From the first line to the last, return the data exactly as written.

BEGIN WORKING DATA

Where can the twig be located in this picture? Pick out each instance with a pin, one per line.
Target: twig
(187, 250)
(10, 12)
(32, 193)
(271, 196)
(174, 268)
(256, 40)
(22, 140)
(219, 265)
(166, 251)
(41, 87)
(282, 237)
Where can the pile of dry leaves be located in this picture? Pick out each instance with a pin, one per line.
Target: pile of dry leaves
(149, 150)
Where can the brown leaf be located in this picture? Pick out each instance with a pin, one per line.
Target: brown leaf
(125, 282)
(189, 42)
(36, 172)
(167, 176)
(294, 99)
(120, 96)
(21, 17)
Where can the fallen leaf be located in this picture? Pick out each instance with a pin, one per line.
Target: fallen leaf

END WORKING DATA

[SOLUTION BELOW]:
Where can the twig be located in this picture? Pick out each instance with a pin, one per line.
Target: twig
(187, 250)
(10, 12)
(32, 193)
(271, 196)
(174, 268)
(256, 40)
(22, 140)
(219, 265)
(166, 251)
(41, 87)
(282, 237)
Where can the pile of dry leaves be located in this picture? Pick out each instance with a pin, one per line.
Target: pile of dry leaves
(149, 150)
Where can the brown leaf be located in this picture? Pick out each instance with a pin, one per line.
Target: brown leaf
(125, 282)
(189, 42)
(36, 172)
(167, 176)
(294, 99)
(120, 96)
(21, 17)
Where can the fallen leaf be located in this picture? Pick out each instance with a pin, one per line.
Target: fallen leaf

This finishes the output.